- STORED ROWS -
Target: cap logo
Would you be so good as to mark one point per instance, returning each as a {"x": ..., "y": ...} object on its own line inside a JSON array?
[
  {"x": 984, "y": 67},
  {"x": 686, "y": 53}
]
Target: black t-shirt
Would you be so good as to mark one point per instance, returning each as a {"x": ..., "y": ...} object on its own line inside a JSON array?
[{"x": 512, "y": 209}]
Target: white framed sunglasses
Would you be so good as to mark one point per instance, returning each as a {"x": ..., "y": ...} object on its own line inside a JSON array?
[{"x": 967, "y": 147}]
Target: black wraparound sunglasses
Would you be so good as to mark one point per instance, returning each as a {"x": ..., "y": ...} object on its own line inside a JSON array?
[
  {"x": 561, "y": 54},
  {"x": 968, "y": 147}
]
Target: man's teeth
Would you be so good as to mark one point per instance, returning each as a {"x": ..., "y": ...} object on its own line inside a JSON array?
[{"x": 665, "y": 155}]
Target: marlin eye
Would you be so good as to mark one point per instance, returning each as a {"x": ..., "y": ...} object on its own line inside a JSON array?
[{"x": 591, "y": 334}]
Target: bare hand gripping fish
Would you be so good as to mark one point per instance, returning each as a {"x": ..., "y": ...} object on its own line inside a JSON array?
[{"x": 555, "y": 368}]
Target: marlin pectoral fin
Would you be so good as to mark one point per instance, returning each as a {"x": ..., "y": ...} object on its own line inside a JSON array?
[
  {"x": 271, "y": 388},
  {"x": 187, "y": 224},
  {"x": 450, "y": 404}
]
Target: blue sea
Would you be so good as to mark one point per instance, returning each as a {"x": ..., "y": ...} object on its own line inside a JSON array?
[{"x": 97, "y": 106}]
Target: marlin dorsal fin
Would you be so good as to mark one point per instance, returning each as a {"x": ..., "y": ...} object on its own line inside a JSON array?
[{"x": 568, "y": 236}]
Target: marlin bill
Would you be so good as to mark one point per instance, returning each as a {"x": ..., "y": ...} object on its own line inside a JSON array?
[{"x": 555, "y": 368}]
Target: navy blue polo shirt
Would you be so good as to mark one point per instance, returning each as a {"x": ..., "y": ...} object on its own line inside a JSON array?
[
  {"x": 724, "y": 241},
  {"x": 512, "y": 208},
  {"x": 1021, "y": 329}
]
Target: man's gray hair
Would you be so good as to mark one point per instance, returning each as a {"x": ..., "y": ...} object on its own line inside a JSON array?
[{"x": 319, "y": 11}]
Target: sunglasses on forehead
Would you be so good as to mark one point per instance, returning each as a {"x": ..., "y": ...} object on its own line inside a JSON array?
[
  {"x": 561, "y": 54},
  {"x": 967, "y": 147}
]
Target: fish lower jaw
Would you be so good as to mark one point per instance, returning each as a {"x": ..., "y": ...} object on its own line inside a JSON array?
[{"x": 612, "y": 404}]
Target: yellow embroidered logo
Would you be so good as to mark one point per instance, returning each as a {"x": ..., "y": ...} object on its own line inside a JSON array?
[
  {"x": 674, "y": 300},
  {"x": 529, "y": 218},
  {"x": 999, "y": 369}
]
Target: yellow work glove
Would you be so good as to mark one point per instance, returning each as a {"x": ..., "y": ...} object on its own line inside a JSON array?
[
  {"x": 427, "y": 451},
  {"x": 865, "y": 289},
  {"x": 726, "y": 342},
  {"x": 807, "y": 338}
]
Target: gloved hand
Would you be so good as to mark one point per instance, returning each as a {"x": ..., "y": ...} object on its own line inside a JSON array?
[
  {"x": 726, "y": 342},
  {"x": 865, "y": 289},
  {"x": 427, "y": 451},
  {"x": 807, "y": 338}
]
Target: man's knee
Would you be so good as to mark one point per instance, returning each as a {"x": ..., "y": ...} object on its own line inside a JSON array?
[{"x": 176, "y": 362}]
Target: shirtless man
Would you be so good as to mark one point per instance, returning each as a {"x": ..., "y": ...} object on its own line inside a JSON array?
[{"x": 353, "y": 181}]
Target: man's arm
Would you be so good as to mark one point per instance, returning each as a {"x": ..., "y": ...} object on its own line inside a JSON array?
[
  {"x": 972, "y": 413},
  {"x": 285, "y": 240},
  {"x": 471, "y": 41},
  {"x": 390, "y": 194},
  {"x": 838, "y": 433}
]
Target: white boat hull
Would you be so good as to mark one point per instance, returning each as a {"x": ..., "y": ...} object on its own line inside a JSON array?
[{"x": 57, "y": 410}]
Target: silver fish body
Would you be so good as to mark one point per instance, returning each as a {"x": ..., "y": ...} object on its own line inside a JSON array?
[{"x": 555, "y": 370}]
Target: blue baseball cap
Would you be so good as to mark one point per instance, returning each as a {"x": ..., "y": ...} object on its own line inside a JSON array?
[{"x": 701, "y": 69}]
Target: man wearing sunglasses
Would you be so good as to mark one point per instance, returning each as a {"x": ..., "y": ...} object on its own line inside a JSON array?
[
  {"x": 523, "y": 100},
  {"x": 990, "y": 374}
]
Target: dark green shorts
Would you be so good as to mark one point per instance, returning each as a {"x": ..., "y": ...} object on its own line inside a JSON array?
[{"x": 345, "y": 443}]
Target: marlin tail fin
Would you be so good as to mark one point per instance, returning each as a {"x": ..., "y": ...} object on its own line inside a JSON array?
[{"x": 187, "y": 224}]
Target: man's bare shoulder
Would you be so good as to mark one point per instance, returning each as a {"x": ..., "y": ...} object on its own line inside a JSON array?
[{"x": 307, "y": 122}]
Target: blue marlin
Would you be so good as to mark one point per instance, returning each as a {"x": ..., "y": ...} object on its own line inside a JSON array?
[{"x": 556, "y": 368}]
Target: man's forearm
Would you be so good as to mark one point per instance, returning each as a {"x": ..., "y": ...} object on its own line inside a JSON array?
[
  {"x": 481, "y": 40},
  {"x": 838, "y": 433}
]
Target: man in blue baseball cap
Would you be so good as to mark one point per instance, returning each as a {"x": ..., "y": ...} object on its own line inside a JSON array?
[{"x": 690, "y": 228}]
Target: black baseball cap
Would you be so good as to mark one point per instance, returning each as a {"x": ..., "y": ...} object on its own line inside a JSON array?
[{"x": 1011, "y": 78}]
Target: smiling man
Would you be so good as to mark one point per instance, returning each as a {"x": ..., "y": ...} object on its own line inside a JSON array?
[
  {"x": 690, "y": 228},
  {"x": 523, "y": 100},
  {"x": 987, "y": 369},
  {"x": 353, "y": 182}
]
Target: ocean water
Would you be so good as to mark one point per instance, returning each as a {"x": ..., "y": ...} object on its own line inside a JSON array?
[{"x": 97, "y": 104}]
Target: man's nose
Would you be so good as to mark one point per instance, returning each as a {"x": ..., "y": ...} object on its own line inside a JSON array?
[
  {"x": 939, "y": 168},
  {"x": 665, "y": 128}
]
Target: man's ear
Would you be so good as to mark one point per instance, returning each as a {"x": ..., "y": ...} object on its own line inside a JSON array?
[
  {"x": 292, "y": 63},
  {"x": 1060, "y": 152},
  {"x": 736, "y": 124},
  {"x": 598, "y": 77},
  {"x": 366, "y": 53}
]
---
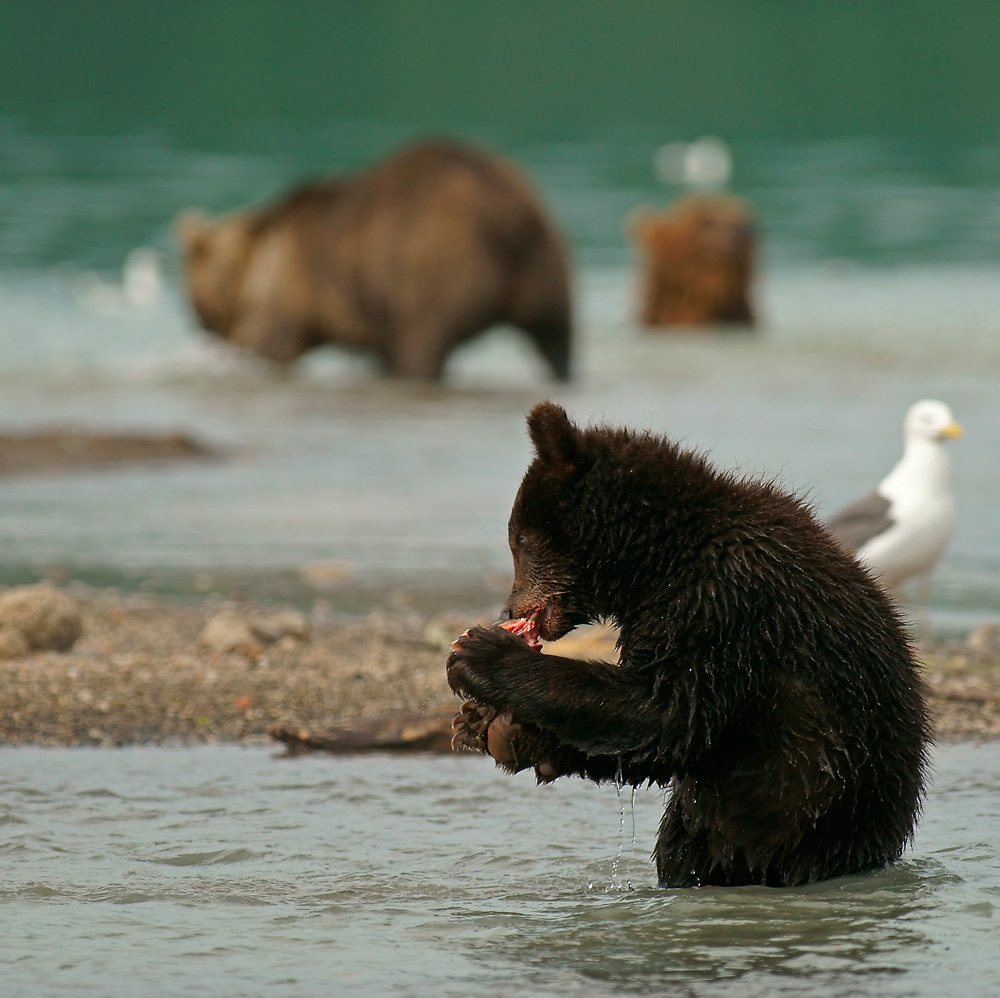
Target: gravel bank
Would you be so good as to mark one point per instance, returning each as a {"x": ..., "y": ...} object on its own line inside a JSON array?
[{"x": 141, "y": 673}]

- REQUIRED WORK -
Pull out each line in the entries above that contains the word "fish". Case counts.

- EXERCISE RESULT -
Target: bare hand gripping fish
Target: fish lower jaw
Target: silver fish body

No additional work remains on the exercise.